━━━ Seçilen pasaj ━━━
Türkiye'nin en iyi haber sitesi
PROF. DR. BENGİ SEMERCİ

Rekabet kazanmak değildir

Rekabet mükemmelliğe giden bir yol değildir. Rekabet kişinin kendi gücünü sınaması, daha ileri gitmesidir. Rekabet kazanmak değil, kazanmak için beceri geliştirmek olarak algılandığında olumlanır

Rekabet, üstünlük sağlama amacı ile rakiplere karşı yürütülen yarışma etkinliklerinin bütünüdür. Bu terim işletmecilik, iktisat, çevrebilim, spor ve sanat dallarını da içeren alanlarda sıkça kullanılır.
Rekabet iki ya da daha çok güç, kuruluş, işletme, sistem, birey ya da grup arasında yer alabilir.
Vikipedia rekabeti bu şeklide tariflemiş.
Aslında oluşumumuz bir rekabetin sonucudur. Birbirleri ile rekabet eden spermlerden dölleme hakkını kazanan ilk tohumumuzu atar. Ama duygu olarak rekabet, dünyaya geldiğimiz andan itibaren yaşantımızdadır. Cinsiyetimize bağlı olarak karşı cinsten olan ebeveynimiz için diğeri ile kıyasıya bir rekabete gireriz. Bu sırada bir kardeş girdiyse dünyamıza ya da biz dünyaya geldiğimizde zaten varsa, aile içi ilişkilerimizde rekabet önplana geçer.
Daha önde, daha sevilen, daha beğenilen olmak için kıyasıya bir rekabet başlar.
Kim kazanacak? Temel soru budur. Çünkü yaşamımızın her aşamasında kazanan olmanın önemli olduğu öğretilir, gösterilir.
Okul öncesi oyunlar kazanmak üzerine kurulur. En iyi yapan kazanır. Kazanan önemlidir. Ev içinde küçük diye kazanmasına izin verilen çocuk, sonra kaybetmeye tahammülü olmayan çocuk olarak kınanır.
━━━
■ **İstenenler**
a - Rekabet yazısında "Rekabet mükemmelliğe giden" ifadesinden "arasında yer alabilir." ifadesine kadar uzanan bölümü alıntılayın.
b - Rekabet yazısına göre okul öncesi oyunlar ne üzerine kurulur?
c - Rekabet yazısını son cümlesinden sonrasıyla devam ettirin.
━━━ Veri kesitleri ━━━
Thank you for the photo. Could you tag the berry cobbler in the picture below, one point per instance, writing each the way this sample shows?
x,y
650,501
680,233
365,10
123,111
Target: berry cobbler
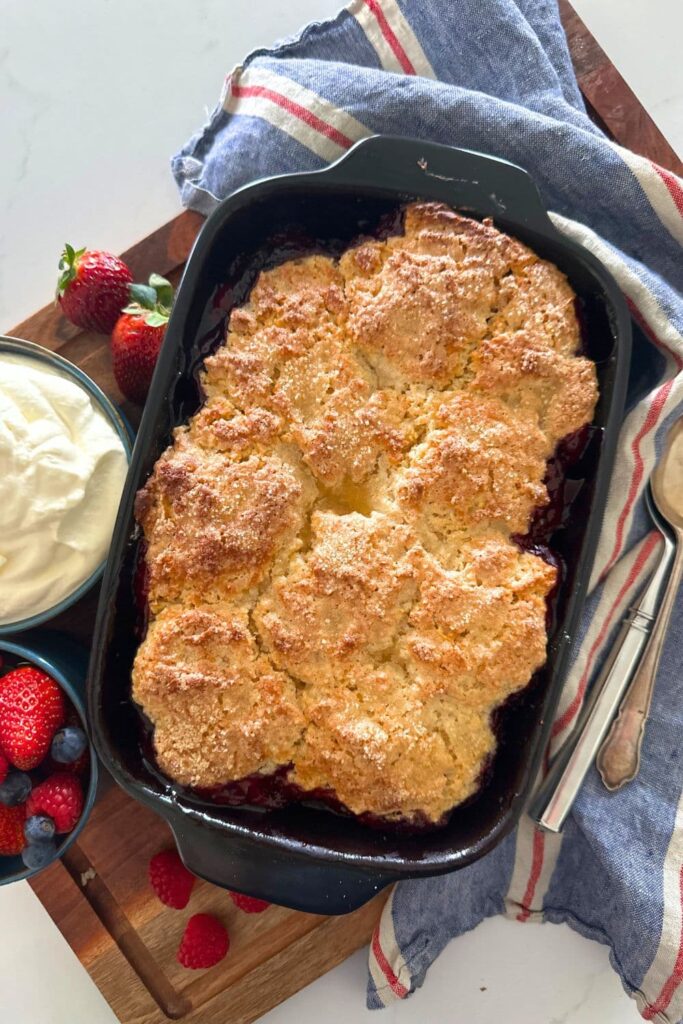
x,y
335,587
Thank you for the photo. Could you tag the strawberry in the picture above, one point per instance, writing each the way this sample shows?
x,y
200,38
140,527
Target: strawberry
x,y
32,709
170,879
93,288
11,829
204,942
60,797
137,337
250,904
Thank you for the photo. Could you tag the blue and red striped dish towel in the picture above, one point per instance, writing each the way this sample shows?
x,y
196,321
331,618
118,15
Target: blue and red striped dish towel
x,y
496,76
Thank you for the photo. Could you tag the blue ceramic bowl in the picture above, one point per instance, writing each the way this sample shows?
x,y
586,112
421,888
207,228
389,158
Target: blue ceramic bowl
x,y
18,347
67,663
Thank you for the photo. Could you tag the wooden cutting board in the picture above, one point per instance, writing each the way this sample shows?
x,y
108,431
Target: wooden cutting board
x,y
98,896
127,940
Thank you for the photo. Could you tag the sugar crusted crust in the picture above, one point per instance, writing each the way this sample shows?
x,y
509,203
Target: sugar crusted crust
x,y
333,584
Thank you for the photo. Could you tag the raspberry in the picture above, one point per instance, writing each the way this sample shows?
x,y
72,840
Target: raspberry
x,y
11,829
60,797
170,879
204,943
250,904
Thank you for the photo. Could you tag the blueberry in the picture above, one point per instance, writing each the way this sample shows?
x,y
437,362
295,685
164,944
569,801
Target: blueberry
x,y
68,744
38,855
39,828
15,788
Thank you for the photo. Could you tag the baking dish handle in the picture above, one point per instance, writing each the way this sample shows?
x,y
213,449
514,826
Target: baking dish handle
x,y
465,179
279,876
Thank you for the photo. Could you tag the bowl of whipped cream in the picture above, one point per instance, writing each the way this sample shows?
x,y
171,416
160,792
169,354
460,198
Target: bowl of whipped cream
x,y
65,452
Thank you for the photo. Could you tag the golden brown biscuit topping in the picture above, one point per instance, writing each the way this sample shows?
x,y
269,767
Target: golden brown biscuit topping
x,y
333,584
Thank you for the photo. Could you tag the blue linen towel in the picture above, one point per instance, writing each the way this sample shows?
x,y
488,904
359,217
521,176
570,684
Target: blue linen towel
x,y
496,76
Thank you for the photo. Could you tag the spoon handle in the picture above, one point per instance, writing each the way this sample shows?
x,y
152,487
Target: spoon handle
x,y
619,759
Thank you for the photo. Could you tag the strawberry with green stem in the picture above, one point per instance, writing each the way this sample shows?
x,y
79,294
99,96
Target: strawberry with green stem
x,y
92,288
137,336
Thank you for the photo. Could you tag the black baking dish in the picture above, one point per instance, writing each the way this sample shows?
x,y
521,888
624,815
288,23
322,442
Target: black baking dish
x,y
302,856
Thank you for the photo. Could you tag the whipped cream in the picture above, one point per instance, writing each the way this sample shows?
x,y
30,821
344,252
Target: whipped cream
x,y
61,472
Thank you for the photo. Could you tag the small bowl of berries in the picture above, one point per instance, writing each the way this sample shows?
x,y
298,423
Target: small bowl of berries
x,y
48,768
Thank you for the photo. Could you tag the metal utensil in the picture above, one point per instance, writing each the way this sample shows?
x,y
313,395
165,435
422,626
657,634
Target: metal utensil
x,y
619,759
554,799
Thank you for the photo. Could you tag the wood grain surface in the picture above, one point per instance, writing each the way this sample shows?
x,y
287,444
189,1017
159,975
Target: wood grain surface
x,y
98,896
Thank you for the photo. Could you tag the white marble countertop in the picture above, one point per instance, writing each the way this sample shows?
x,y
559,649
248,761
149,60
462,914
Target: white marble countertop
x,y
94,99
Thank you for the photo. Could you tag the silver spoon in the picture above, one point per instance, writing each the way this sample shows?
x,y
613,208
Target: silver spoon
x,y
554,800
619,759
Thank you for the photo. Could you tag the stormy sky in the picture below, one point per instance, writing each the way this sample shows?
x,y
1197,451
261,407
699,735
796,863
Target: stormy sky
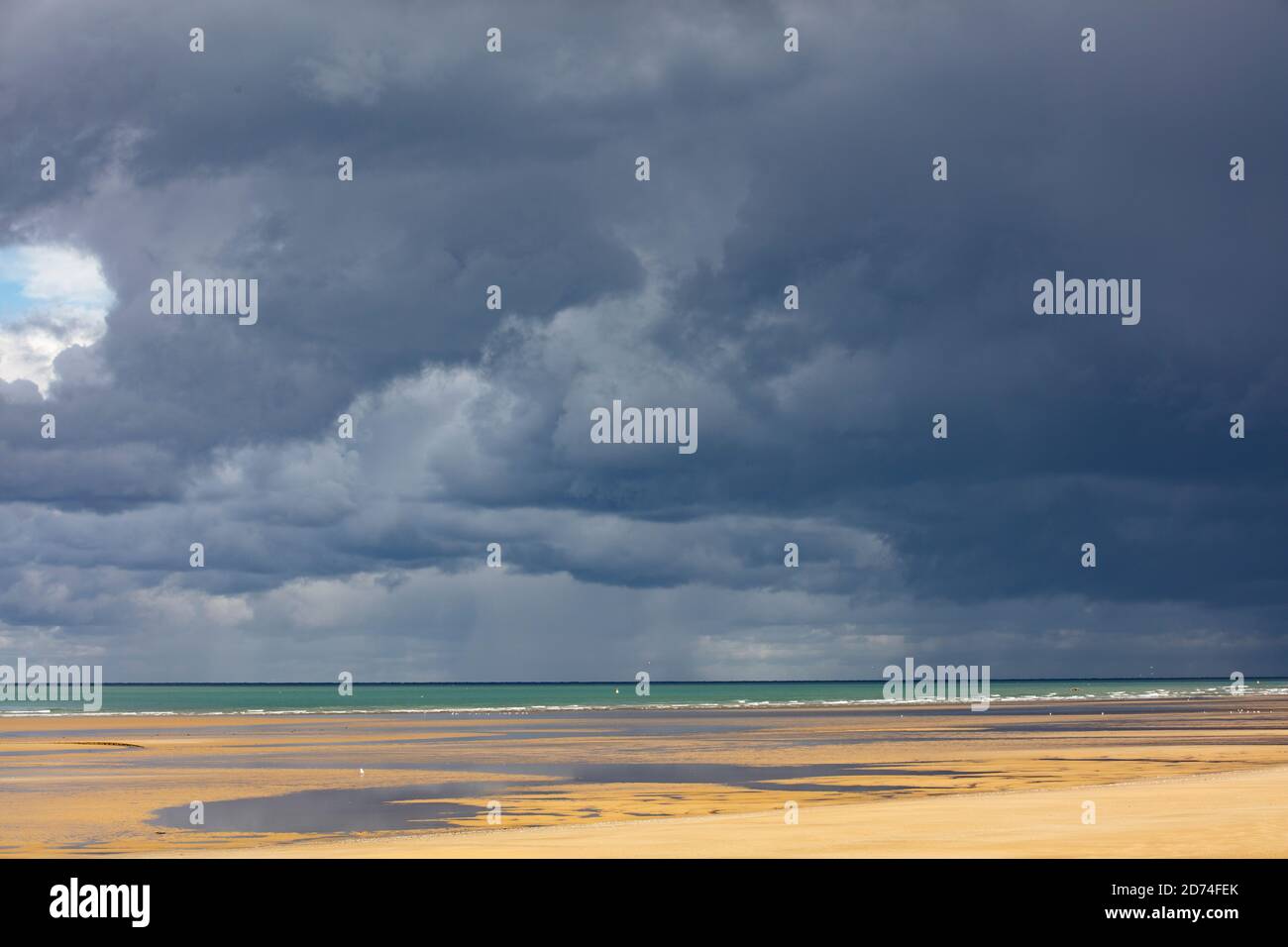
━━━
■ **Beklenen çıktılar**
a -
Rekabet mükemmelliğe giden bir yol değildir. Rekabet kişinin kendi gücünü sınaması, daha ileri gitmesidir. Rekabet kazanmak değil, kazanmak için beceri geliştirmek olarak algılandığında olumlanır

Rekabet, üstünlük sağlama amacı ile rakiplere karşı yürütülen yarışma etkinliklerinin bütünüdür. Bu terim işletmecilik, iktisat, çevrebilim, spor ve sanat dallarını da içeren alanlarda sıkça kullanılır.
Rekabet iki ya da daha çok güç, kuruluş, işletme, sistem, birey ya da grup arasında yer alabilir.

b - Kazanmak üzerine kurulur.

c -
Kimi zaman kazanıp-kaybetmek umrunda değil diye şikayet edilir. Kınamanın, kaybetmenin getirdiği utanç çoğu kez onu rekabetten uzaklaştırır. Yenileceğim kaygısı ile denememeye, yarışa, rekabete girmemeye yönelir. Bazen rekabet, kazanma hırsı karşısındakini yenme ile sınırlı kalmayıp, rakibini tamamen yok etmeye yönelir Rekabetin kazanmayı değil ama başarıyı arttırdığı, performansı olumlu etkilediği konusunda yapılan çalışmaların tarihi eskilere dayanır.
İnsanların başkaları ile birlikte yaptıkları aktivitelerde hızlarının ve performanslarının tek başlarına yaptıkları zamandan çok daha fazla olduğunu gözlemleyen bir çok çalışma vardır.
Rekabetin performansa olumsuz etkilerini araştıranlar da boş durmamışlar. Rekabet kaygıyı, kaygı da performansı düşürür ve kaybetmeyi getirir. Rekabetin baskısı ile başederken bir yandan da rekabet etmek, yaralanan benlik saygısını onarmak zor olabilir. Rekabetin getirebileceği diğer bir olumusuzluk ise hiledir.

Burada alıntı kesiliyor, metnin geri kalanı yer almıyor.